▸ **Task to carry out**: Counting only lines of the listing below that hold the word "foliage", give the total and nothing else.
[Records shown]
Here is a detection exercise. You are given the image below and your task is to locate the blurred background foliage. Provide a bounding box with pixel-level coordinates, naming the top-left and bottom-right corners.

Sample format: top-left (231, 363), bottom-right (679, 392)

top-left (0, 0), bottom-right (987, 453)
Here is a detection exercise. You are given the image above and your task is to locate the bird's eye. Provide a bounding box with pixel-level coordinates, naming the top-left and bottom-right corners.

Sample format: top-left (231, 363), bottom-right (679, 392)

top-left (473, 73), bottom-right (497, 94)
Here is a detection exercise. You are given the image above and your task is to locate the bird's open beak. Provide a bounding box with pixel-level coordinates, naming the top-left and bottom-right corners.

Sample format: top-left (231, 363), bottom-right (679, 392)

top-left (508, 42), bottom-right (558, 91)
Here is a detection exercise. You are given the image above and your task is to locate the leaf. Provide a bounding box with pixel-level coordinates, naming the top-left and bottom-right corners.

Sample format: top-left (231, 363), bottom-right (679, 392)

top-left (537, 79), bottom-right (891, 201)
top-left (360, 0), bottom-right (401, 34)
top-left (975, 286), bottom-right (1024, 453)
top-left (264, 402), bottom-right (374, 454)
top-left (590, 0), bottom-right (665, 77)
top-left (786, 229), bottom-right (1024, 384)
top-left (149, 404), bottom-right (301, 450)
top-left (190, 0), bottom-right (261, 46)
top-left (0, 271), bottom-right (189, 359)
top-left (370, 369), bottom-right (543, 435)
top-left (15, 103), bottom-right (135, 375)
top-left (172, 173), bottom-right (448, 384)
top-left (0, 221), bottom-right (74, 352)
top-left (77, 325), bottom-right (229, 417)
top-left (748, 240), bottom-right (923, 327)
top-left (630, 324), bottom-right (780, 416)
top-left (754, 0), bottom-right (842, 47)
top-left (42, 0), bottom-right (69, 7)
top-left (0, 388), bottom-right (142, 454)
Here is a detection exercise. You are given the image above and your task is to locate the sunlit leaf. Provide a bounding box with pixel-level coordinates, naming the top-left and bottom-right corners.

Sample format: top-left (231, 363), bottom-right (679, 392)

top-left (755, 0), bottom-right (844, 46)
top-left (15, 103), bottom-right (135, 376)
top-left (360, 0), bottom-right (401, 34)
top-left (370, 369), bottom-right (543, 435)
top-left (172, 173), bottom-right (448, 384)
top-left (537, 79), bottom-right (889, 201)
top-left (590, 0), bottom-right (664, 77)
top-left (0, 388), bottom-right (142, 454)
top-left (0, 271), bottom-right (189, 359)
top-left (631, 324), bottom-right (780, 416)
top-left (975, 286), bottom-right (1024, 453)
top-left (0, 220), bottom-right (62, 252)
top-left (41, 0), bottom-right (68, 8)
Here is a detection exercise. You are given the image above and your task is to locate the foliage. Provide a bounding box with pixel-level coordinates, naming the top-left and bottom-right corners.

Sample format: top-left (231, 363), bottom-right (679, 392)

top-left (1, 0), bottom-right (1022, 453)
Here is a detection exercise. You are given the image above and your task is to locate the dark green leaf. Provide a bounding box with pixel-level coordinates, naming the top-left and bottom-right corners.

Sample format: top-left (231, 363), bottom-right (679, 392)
[/Records shown]
▸ **Result of the task**: 2